● Text passage

[Python-Dev] Pre-PEP: Python Character Model

Paul Prescod il8n-sig@python.org
Wed, 07 Feb 2001 12:49:15 -0800


Neil Hodgson wrote:
> 
> ...
> 
>    Matz: "We don't believe there can be any single characer-encoding that
> encompasses all the world's languages.  We want to handle multiple encodings
> at the same time (if you want to)."
> 
>    The approach taken in the next version of Ruby is for all string and
> regex objects to have an encoding attribute and for there to be
> infrastructure to handle operations that combine encodings.

I think Python should support as many encodings as people invent.
Conceptually it doesn't cost me anything, but I'll leave the
implementation to you. :)

But an encoding is only a way of *representing a character in memory or
on disk*. Asking for Python to support multiple encodings in memory is
like asking for it to support both two's complement and one's complement
long integers. Multiple encodings can be only interesting as a
performance issue because the encoding of memory is *transparent* to the
*Python programmer*.

We could support a thousand encodings internally but a Python programmer
should never know or care which one they are dealing with. Which leads
me to ask "what's the point"? Would the small performance gains be worth
it?

>    One of the things that is needed in a project that tries to fulfill the
> needs of large character set users is to have some of those users involved
> in the process. When I first saw proposals to use Unicode in products at
> Reuters back in 1994, it looked to me (and the proposal originators) as if
> it could do everything anyone ever needed. It was only after strenuous and
> persistant argument from the Japanese and Hong Kong offices that it became
> apparent that Unicode just wasn't enough. A partial solution then was to
> include language IDs encoded in the Private Use Area. This was still being
> discussed when I left but while it went some way to satisfying needs, there
> was still some unhappiness.

I think that Unicode has changed quite a bit since 1994. Nevertheless,
language IDs is a fine solution. Unicode is not about distinguishing
between languages -- only characters. There is no better "non-Unicode"
solution that I've ever heard of.

>    If Python could cooperate with Ruby here, then not only could code be
> shared but Python would gain access to developers with large character set
> /needs/ and experience.

I don't see how we could meaningfully cooperate on such a core language
issue. We could of course share codecs but that has nothing to do with
Python's internal representation.

 Paul Prescod

● What is being asked
From the message on Python's character model, reproduce the passage from "solution that I've" to "Python's internal representation." word for word.

● Recorded information
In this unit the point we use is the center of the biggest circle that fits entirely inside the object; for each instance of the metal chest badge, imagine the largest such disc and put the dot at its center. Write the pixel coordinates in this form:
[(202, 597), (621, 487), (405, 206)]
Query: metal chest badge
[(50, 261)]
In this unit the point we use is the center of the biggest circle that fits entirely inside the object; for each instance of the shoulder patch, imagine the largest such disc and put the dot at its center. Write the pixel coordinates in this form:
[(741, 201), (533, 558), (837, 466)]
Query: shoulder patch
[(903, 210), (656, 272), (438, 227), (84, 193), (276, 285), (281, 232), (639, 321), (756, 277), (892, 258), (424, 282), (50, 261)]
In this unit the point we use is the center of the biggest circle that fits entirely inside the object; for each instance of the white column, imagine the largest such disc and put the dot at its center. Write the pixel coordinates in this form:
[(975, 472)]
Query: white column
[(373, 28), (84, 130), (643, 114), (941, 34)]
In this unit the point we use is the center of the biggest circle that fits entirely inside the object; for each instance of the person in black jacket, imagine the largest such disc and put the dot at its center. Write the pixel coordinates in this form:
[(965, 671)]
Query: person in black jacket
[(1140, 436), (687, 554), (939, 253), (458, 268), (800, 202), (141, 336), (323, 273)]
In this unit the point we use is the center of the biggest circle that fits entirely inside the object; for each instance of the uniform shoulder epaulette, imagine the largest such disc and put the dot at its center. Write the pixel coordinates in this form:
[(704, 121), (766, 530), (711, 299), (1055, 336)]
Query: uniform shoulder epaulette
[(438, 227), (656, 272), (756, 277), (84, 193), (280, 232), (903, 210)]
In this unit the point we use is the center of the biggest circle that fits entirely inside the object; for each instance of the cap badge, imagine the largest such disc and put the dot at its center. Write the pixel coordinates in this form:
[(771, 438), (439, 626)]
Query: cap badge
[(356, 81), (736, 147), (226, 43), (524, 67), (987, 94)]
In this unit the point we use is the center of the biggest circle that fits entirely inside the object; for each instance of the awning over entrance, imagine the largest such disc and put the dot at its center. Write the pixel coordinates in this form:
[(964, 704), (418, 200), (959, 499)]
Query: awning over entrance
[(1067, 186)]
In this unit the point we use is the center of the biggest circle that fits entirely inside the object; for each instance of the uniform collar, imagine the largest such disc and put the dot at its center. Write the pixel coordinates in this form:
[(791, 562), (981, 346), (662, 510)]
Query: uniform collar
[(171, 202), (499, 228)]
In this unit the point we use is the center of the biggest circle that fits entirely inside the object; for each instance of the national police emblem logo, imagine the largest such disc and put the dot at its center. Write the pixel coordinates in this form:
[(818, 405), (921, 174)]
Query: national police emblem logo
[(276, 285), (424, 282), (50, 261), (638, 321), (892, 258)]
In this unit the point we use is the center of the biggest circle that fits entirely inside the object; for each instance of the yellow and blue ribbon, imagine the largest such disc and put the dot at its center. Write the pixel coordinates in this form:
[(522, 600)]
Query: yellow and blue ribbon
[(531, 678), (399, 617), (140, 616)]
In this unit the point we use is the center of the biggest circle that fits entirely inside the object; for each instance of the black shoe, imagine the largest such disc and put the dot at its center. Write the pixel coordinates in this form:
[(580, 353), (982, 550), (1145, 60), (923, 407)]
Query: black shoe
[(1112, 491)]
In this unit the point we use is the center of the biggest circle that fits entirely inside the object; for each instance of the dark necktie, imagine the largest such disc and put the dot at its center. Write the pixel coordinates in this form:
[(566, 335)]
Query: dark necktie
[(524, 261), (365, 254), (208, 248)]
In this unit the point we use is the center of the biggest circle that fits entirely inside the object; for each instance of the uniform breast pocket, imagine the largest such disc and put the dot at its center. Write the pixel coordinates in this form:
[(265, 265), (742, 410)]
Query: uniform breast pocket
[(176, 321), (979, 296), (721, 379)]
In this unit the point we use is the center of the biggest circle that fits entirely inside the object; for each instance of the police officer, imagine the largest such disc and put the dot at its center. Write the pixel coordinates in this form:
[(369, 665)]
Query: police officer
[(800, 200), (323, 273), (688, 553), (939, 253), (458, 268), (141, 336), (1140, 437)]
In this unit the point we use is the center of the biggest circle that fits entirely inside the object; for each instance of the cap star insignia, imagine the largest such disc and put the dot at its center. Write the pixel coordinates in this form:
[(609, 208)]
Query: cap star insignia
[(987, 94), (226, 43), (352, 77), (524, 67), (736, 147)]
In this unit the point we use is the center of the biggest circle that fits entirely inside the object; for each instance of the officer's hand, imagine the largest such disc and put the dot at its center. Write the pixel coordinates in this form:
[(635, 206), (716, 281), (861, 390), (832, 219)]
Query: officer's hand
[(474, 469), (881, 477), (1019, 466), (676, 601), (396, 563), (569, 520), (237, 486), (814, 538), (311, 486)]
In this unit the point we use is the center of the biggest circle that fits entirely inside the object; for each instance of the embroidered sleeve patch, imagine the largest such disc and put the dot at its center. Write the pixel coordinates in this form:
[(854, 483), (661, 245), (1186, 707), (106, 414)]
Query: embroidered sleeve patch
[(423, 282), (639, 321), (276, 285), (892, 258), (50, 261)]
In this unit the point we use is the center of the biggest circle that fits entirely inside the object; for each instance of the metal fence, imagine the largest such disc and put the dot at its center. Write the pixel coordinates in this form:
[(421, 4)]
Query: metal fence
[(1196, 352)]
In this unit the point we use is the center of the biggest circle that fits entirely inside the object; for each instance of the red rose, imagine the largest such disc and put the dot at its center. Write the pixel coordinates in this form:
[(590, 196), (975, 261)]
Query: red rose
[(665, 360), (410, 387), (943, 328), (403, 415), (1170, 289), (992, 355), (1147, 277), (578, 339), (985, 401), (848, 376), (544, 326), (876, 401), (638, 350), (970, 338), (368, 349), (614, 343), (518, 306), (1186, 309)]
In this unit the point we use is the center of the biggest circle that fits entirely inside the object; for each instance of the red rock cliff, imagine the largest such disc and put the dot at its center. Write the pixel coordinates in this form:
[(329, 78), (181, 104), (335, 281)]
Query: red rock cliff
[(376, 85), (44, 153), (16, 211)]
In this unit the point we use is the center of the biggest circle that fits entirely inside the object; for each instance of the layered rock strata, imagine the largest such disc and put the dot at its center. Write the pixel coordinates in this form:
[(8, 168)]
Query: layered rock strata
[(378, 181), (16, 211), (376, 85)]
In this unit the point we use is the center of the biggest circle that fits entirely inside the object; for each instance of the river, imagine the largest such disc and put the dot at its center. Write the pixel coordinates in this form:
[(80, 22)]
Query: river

● Solution to this task
solution that I've ever heard of.

>    If Python could cooperate with Ruby here, then not only could code be
> shared but Python would gain access to developers with large character set
> /needs/ and experience.

I don't see how we could meaningfully cooperate on such a core language
issue. We could of course share codecs but that has nothing to do with
Python's internal representation.